EXERCISE INPUT below:

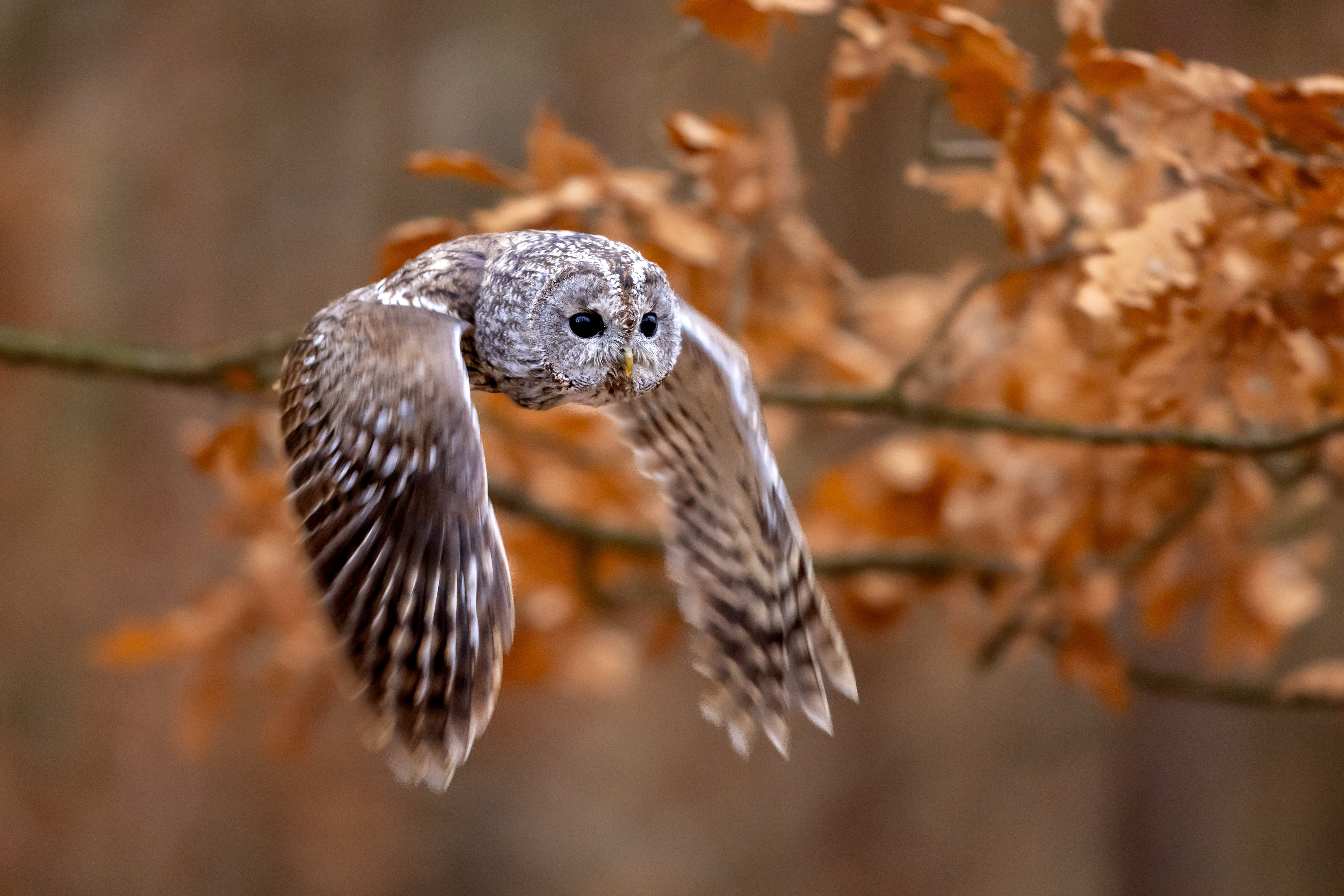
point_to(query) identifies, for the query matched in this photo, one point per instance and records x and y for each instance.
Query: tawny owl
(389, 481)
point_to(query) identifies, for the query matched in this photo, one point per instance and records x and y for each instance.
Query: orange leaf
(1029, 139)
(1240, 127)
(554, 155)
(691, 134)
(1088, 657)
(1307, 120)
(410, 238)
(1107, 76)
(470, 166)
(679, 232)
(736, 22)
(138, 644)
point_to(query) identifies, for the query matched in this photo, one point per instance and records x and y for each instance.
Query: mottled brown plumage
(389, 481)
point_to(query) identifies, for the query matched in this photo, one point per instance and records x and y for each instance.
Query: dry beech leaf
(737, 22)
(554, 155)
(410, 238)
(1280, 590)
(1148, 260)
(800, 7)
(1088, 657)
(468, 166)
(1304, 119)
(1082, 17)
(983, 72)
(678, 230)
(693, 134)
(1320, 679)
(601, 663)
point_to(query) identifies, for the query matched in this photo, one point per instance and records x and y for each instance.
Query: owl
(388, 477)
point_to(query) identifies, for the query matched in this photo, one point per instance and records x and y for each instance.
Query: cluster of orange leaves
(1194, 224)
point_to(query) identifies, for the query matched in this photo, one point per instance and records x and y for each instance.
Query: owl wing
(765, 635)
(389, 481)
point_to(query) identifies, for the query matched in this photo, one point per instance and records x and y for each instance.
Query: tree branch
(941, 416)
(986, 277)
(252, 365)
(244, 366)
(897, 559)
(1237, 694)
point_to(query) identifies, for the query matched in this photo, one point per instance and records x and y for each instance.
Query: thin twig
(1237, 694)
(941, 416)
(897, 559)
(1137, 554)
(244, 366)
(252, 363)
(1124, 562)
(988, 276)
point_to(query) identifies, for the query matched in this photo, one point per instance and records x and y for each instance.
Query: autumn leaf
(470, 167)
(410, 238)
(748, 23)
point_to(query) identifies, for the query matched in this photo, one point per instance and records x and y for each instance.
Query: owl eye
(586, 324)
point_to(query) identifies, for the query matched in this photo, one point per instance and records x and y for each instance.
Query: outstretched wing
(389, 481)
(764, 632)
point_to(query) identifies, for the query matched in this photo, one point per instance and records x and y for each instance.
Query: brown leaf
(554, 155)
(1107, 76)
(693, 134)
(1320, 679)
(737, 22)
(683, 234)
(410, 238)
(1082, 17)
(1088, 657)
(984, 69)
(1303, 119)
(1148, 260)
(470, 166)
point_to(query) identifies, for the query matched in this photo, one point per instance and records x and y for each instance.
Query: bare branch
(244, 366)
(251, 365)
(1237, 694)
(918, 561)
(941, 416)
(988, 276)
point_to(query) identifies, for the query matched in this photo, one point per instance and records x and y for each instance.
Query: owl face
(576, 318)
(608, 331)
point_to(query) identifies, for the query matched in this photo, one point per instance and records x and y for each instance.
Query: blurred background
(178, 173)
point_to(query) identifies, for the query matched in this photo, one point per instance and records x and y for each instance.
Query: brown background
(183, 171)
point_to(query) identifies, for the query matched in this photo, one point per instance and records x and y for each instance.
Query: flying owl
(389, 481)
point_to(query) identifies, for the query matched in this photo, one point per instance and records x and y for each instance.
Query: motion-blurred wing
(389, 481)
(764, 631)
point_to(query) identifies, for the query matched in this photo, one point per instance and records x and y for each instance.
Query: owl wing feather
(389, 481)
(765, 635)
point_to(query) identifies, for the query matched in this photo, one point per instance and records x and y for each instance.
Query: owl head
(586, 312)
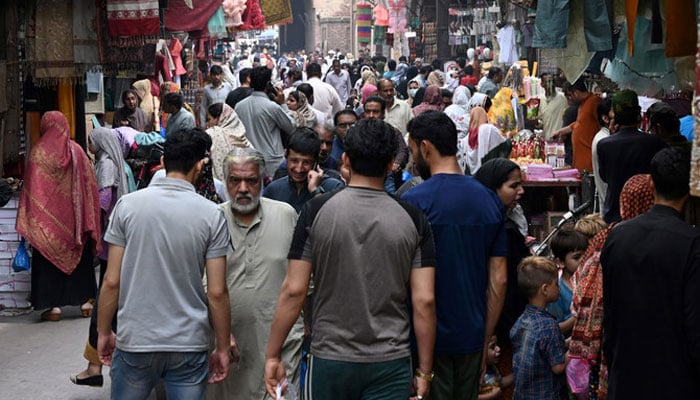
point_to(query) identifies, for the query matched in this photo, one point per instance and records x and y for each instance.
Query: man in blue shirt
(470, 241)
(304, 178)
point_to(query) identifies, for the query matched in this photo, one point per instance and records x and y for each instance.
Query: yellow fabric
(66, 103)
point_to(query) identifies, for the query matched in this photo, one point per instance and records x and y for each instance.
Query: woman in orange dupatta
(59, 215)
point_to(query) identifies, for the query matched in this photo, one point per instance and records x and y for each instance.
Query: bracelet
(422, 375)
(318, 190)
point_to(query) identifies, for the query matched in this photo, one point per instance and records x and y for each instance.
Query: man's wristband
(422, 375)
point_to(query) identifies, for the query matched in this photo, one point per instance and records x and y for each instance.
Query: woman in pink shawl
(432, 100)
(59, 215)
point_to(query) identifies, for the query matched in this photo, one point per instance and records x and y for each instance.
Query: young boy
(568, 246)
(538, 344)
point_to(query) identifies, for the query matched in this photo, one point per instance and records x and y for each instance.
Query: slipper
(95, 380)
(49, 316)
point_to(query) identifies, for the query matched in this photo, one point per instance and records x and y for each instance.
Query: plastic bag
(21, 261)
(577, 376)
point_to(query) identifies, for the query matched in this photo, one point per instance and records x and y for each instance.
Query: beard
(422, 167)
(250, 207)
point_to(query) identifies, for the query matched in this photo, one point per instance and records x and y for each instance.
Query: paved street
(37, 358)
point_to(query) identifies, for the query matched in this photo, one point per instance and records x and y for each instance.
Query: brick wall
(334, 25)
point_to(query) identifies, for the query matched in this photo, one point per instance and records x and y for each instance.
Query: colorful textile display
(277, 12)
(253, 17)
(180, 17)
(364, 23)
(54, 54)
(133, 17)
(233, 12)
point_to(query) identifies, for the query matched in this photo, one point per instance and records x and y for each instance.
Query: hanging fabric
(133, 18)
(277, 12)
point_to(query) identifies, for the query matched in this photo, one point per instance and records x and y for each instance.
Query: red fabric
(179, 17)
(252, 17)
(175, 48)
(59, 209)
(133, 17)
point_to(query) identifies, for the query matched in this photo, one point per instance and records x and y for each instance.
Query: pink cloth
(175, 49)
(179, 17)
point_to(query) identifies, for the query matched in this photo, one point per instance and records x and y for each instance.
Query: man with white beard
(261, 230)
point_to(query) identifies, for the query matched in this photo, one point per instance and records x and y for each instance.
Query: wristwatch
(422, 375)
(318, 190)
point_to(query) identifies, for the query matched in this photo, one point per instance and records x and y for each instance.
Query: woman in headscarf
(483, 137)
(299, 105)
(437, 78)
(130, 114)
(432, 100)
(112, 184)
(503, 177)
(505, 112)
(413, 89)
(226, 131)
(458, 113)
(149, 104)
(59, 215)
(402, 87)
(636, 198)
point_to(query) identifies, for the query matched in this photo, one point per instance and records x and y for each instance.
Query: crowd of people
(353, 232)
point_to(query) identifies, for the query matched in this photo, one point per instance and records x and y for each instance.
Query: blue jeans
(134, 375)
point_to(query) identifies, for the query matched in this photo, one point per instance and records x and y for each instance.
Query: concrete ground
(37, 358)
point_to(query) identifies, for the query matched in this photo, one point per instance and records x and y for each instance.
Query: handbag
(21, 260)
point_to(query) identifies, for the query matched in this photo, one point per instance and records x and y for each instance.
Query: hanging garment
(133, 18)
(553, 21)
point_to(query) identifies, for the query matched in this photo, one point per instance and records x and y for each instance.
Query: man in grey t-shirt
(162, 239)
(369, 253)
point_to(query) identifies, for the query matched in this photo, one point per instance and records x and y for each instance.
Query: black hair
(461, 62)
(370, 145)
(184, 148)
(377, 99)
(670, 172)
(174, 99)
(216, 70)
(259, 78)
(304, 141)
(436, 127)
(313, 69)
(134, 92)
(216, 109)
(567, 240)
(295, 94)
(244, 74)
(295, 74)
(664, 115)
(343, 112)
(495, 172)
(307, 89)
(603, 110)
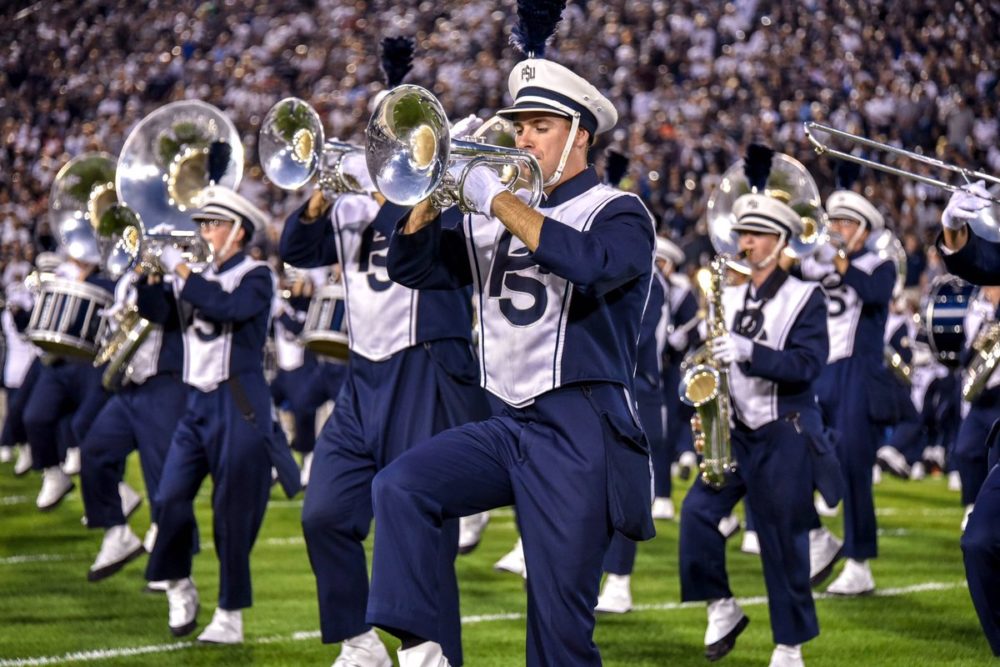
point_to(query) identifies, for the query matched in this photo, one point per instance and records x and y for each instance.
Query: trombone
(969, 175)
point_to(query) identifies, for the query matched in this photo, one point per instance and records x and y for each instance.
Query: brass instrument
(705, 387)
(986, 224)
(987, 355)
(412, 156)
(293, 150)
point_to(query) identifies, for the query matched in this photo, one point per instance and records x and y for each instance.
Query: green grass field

End of EXERCISE INPUT.

Output the records above verbatim. Pictures stay out.

point_to(query) identifies, for the query matched in this photo, one point per instance and records x and y for each instance.
Query: tawny owl
(389, 481)
point_to(query) identifies, for the query matched in this photo, one point per instance and records x and y for each instance.
Query: orange leaf
(1029, 139)
(1240, 127)
(554, 155)
(691, 134)
(1088, 657)
(1307, 120)
(410, 238)
(1107, 76)
(470, 166)
(679, 232)
(736, 22)
(138, 644)
point_to(query) identifies, for the query matched in this photo, one point per instance and records x and y for each instance.
Query: mottled brown plumage
(389, 481)
point_to(query) identifies, for the query matched in this photo, one point per instance and records x and y for each instance.
Query: dry beech leaf
(737, 22)
(554, 155)
(410, 238)
(1280, 590)
(1148, 260)
(800, 7)
(1088, 657)
(468, 166)
(1304, 119)
(1082, 17)
(983, 72)
(678, 230)
(693, 134)
(1320, 679)
(601, 663)
point_to(query) identifies, for the query matched in this photo, one point per instance and records x and y for each instance.
Query: owl
(388, 477)
point_to(query) identifies, for the query matched in this photo, one point per instance and records x and y for each instance.
Query: cluster of orange leaves
(1194, 224)
point_to(query) identifies, for the query matched in this photo, one point per instance and records x and y for each instance.
Query: owl wing
(765, 635)
(389, 481)
point_to(query) identifies, for the query matched in this photo, one point per instance and records x and y for each instance.
Query: tree branch
(941, 416)
(986, 277)
(252, 365)
(244, 366)
(897, 559)
(1237, 694)
point_to(query) identifies, for the query matched in this photo, one point per instance and records x and y for each instance.
Query: thin twig
(1237, 694)
(941, 416)
(897, 559)
(1137, 554)
(244, 366)
(252, 363)
(1124, 562)
(988, 276)
point_to(query) identifies, for the query matched in this photo, one point per instance and records x and y for each instance.
Query: autumn leaf
(470, 167)
(410, 238)
(748, 23)
point_to(query) identifies, for the query matched in this photo, one point per instance and records x and y for each instance.
Query: owl eye
(586, 324)
point_to(query) identifies, for the query matched in this photo, one point per instance and records x and y for each instance.
Query: outstretched wing
(389, 481)
(764, 632)
point_to(query) identifies, for the query matched in this photo, one point per instance and records x and y for each instance.
Query: brown leaf
(554, 155)
(1107, 76)
(693, 134)
(1320, 679)
(737, 22)
(683, 234)
(410, 238)
(1082, 17)
(1088, 657)
(984, 69)
(1303, 119)
(1148, 260)
(470, 166)
point_to(query) identifies, for the query matched in this photo, one point per instance and records x and y for each instance.
Query: bare branch
(244, 366)
(251, 365)
(1237, 694)
(918, 561)
(941, 416)
(988, 276)
point_to(query) identifies, for the query matched in this photo, one point per instance and records x and y for each instance.
Query: owl face
(576, 318)
(608, 331)
point_to(query) identifies, for the query matched in this photo, one point per instance and records x and y for each instance.
Query: blurred background
(178, 173)
point_to(query) identifies, for the query matched in this photo, one point per instance and records x and y for each instance.
Query: brown background
(183, 171)
point_to(query) identifies, for the query matched in this photo, one point per instance and records x and y for each instance.
Query: flying owl
(389, 481)
point_to(query) identifies, for the query matched in this photo, one point per instance and records x and y for each instance.
Query: motion-blurred wing
(389, 481)
(764, 631)
point_to(query) identifies, for the query matched in this photo, one point per instance and records x and y for each instance.
Query: owl wing feather
(389, 481)
(765, 635)
point_to(query) identifies, for the query matched in this photo, one point per instance and records x and y for each instance.
Query: owl head
(586, 312)
point_to(query) identifies, for the query matched in this photo, one point per instance and records x and y for each instance.
Query: man in blue shirt
(470, 241)
(304, 178)
point_to(query) identifies, for the query matched in this photo, one point per instance and records x and y for each instance.
Query: yellow fabric
(66, 103)
point_to(query) identifies, for the query matched in this photo, one point per instance and records x and y for each instance.
Query: woman in orange dupatta
(59, 215)
point_to(query) identifies, for the query matched in this photo, one point per instance and records x and y for each instance.
Query: bracelet
(422, 375)
(318, 190)
point_to(query) identifies, for the query matched in this photo, one point per instance and records x and y for each instance.
Query: man's wristband
(422, 375)
point_to(query) identifies, for the query matched in this photo, one point per instance and records x and y for each instance.
Query: woman in pink shawl
(432, 100)
(59, 215)
point_to(query) identifies, for the query matched in this photo, one point per instance and records x and y for each instance.
Query: young boy
(568, 246)
(538, 344)
point_to(query) identifies, for the query matched in this photo, one point per instance and records x and y for each instance.
Query: slipper
(95, 380)
(49, 316)
point_to(query) identifies, for the query matched in this photo, one point per instance and records x and y for each instance.
Query: plastic bag
(21, 261)
(577, 376)
point_to(query) identifies, for the query matched in this photo, one point per instance and records x and y for each instance.
Query: beard
(422, 167)
(250, 207)
point_to(query) identifies, for the query matched in this photo, one point per instance and records x and y for each instance.
Query: paved street
(37, 358)
point_to(query) identifies, for the query matched in this photo, one point per instance and records x and y for each instance.
Query: brick wall
(334, 25)
point_to(query) identifies, for the query matched in this photo, one point per instance and records x and y for each instance.
Query: colorful textile display
(277, 12)
(253, 17)
(180, 17)
(364, 23)
(54, 54)
(133, 17)
(233, 12)
point_to(query) identifies, for the query matched in this photo, one point per instance and records x and y for each instance.
Query: hanging fabric
(133, 18)
(277, 12)
point_to(query) identifies, for the query matched in this photo, one point per instance and records x and y for each instance.
Query: red fabric
(179, 17)
(252, 17)
(175, 48)
(59, 209)
(133, 17)
point_to(query) identifies, for the query matched in this photo, one point per instance and records x and y for each instance.
Query: pink cloth
(175, 49)
(179, 17)
point_to(query) identifies, for the query matched in this photo, one point per instance and records x and y for each instance.
Query: man with white beard
(261, 230)
point_to(query) identifies, for the query matched in this photo, one point per instance and records x and y for each instance.
Query: wristwatch
(422, 375)
(318, 190)
point_to(query) identifies, for the query matched in this photo, one point per instance and records x and y for each instance.
Query: woman in headscarf
(483, 137)
(299, 105)
(437, 78)
(130, 114)
(432, 100)
(112, 184)
(503, 177)
(505, 112)
(413, 89)
(226, 131)
(458, 113)
(149, 104)
(59, 215)
(402, 87)
(636, 198)
point_to(query) identifies, for the query matched in this photo, one point per instance and records x and y for each instance.
Query: crowd of people
(353, 232)
point_to(query) identifies, for the query matched in this photo, one point per instance and records x and y for each instance.
Query: blue jeans
(134, 375)
point_to(query) identifies, for the query matched in this photo, one point per instance and records x and y for each instance.
Query: concrete ground
(37, 358)
point_to(query) identifies, for the query matched in this photo, one point per instance and records x and y for each instance.
Query: handbag
(21, 260)
point_to(query) identifies, for the query matched in this photo, one point per instance and records x and y for each instance.
Query: hanging garment
(133, 18)
(553, 21)
point_to(query) identifies, for the query matched in this photo, one point per instance and records x and y for each instance.
Query: man in grey t-shirt
(162, 239)
(369, 253)
point_to(query) identifies, for the query matched in this photo, one point per instance and records x and y for each instance.
Query: black hair
(461, 62)
(370, 145)
(184, 148)
(377, 99)
(670, 172)
(174, 99)
(216, 70)
(259, 78)
(304, 141)
(436, 127)
(313, 69)
(134, 92)
(216, 109)
(567, 240)
(295, 94)
(244, 74)
(295, 74)
(664, 115)
(343, 112)
(495, 172)
(307, 89)
(603, 110)
point_to(query) identifies, for the query matched in this photo, one point per instance and records x and y for each instance.
Query: trombone
(969, 175)
point_to(query) identifies, for the query matched in this photo, one point per instance and records x and y for each instance.
Query: brass instrument
(705, 387)
(986, 224)
(987, 355)
(412, 156)
(293, 150)
point_to(query) identifies, for the query matched in this photo, one point per instance and records x and y for each instance.
Query: green grass field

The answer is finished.